> **Source document**:
╭──

Federal investigators have charged a professor at Morris Brown College in Atlanta and another man with helping 17 foreign nationals fraudulently obtain student visas to enter the United States.
Authorities were still trying Friday to unravel a scheme that may have opened an illegal door into this country for hundreds of people, mainly from India and Pakistan. They said the immigrants came here by posing as students at Morris Brown.
William S. Duffey Jr., U.S. attorney for the Northern District of Georgia, said a grand jury indicted Julu Kothapa, a Morris Brown marketing professor who lives in Kennesaw, and Syed Nusrat Ahmed, an unemployed Lilburn man. Duffey said they are both legal immigrants from India.
He said investigators found no links to terrorism but continue to follow leads. He suggested more arrests may be coming.
"This is a clear example of two people who were enriching themselves by abusing our system," the U.S. attorney said.
Charles Taylor, who took over as Morris Brown president five days ago, suspended Kothapa on Friday.

╰──

(Data extracted from a collection)
╭──

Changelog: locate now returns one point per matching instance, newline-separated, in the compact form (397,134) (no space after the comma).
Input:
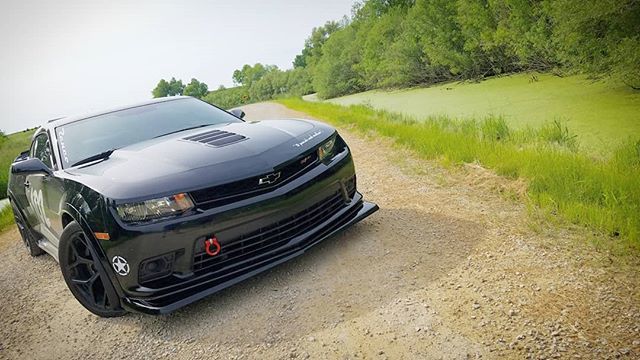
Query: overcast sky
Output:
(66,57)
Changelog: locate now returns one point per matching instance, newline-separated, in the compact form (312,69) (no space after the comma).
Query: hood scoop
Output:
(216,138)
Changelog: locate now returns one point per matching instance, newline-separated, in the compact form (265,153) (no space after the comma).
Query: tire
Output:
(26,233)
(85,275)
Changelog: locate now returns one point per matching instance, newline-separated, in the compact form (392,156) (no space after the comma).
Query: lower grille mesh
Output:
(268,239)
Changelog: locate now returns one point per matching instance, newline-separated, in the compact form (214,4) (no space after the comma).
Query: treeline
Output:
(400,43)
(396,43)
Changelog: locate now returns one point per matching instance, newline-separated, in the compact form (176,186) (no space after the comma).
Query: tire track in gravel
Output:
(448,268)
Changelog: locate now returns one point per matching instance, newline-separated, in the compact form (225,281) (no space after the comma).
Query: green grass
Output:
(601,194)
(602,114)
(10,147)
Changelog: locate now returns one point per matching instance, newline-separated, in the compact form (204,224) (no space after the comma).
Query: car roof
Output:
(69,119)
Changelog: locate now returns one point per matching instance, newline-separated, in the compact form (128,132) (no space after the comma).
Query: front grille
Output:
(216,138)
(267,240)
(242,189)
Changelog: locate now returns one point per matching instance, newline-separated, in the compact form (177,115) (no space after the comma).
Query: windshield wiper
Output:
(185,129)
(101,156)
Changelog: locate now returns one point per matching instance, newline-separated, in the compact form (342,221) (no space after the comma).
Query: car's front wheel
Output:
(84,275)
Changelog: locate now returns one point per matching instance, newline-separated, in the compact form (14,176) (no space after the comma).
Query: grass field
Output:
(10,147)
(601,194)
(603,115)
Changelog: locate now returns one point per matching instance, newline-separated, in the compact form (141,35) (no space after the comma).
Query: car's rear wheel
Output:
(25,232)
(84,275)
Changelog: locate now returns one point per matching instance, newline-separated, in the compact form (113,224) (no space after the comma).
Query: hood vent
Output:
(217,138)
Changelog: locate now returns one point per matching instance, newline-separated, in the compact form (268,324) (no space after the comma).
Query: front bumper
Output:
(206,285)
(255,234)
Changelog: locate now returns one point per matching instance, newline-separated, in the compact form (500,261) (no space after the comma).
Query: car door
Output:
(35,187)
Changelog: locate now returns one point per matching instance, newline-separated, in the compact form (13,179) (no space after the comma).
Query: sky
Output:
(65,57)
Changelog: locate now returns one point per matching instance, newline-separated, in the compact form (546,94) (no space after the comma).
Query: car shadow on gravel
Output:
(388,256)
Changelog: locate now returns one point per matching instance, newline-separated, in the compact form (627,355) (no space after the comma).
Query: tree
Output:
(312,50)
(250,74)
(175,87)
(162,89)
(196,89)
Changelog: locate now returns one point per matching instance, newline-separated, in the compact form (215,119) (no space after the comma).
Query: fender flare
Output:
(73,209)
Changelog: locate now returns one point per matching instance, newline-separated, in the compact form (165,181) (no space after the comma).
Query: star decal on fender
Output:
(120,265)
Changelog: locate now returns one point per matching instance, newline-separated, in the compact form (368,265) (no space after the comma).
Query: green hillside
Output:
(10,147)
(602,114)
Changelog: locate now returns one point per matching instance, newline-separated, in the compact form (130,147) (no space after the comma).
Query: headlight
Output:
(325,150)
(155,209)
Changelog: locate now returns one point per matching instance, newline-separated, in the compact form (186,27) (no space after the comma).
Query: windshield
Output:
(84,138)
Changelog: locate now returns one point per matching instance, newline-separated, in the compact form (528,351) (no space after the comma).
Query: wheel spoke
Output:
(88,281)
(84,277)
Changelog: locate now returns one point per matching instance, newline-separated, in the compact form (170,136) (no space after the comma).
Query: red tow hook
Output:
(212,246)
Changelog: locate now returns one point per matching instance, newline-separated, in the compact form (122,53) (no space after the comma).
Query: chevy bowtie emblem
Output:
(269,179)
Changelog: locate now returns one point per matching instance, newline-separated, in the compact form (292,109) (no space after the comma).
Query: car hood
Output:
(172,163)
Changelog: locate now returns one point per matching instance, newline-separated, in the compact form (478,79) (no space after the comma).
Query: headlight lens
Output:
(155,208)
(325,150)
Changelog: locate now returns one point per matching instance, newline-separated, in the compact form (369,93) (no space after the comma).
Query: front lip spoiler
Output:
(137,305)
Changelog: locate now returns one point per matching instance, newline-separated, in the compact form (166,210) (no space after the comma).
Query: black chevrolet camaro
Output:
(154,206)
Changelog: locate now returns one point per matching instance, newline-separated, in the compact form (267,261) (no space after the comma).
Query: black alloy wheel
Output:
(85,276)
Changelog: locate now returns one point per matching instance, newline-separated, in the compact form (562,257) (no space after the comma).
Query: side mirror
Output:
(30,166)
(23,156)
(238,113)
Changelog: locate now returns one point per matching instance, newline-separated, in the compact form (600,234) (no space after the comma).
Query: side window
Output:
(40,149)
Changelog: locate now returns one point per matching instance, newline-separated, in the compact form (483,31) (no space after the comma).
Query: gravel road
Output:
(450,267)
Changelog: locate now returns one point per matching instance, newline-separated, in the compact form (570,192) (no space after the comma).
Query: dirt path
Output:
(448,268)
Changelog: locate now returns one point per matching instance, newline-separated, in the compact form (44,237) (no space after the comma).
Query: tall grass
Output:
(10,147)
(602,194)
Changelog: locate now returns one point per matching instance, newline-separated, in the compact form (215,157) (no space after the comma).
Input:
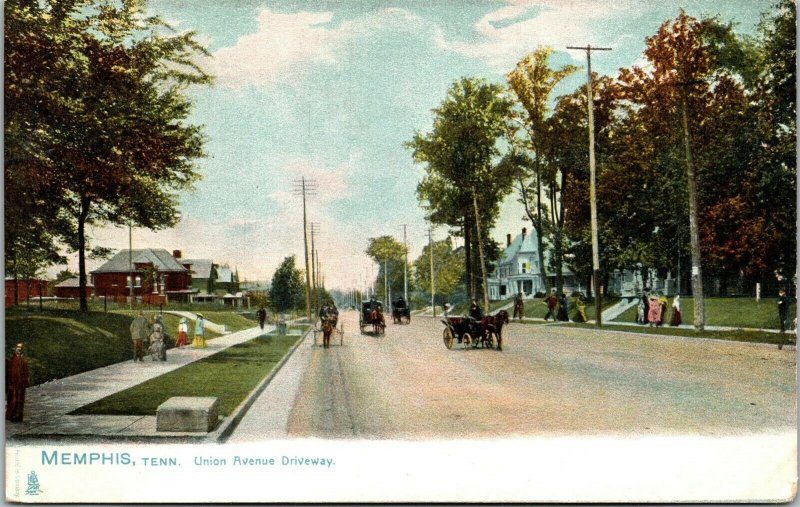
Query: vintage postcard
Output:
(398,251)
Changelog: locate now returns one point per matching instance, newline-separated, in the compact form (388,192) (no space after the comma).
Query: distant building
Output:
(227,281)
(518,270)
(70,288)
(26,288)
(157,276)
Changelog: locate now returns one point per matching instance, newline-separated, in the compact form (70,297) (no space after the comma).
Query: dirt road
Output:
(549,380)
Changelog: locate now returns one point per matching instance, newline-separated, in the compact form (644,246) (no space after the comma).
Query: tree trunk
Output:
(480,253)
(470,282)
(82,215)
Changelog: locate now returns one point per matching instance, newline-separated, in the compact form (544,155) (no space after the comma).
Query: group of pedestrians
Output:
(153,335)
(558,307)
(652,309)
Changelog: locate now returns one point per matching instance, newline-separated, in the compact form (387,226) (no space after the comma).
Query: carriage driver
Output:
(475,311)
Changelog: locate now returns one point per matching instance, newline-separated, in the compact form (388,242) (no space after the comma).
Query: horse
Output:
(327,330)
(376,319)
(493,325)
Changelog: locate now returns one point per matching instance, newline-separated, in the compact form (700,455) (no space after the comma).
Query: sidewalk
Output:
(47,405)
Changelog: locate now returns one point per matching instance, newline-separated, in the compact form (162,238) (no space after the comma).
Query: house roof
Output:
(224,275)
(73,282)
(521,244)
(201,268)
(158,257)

╰──
╭──

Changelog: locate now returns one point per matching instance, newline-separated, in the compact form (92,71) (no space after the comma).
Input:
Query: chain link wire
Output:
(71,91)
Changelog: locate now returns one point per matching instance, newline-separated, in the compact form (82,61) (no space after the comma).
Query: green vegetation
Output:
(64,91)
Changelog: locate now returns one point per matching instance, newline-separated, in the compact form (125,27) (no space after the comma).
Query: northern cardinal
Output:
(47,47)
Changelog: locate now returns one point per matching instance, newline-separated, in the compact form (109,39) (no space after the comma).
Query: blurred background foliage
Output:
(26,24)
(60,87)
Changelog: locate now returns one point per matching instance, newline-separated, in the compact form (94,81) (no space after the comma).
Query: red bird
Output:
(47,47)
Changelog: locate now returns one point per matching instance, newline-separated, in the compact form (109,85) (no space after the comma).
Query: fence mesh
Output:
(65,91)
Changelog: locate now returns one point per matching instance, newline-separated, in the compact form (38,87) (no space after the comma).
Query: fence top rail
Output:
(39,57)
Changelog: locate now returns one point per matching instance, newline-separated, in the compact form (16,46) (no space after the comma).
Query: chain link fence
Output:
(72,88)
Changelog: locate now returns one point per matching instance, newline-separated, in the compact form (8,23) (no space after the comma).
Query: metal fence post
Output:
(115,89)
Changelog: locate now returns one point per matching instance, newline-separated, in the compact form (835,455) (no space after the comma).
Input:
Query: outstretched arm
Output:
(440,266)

╰──

> **Assignment 1**: According to the visa fraud article, who suspended Kothapa on Friday?
> **Assignment 2**: Reproduce the visa fraud article from "Federal investigators have" up to and including "at Morris Brown.".

> **Output 1**: Charles Taylor, who became president of Morris Brown five days earlier, suspended Kothapa.

> **Output 2**:
Federal investigators have charged a professor at Morris Brown College in Atlanta and another man with helping 17 foreign nationals fraudulently obtain student visas to enter the United States.
Authorities were still trying Friday to unravel a scheme that may have opened an illegal door into this country for hundreds of people, mainly from India and Pakistan. They said the immigrants came here by posing as students at Morris Brown.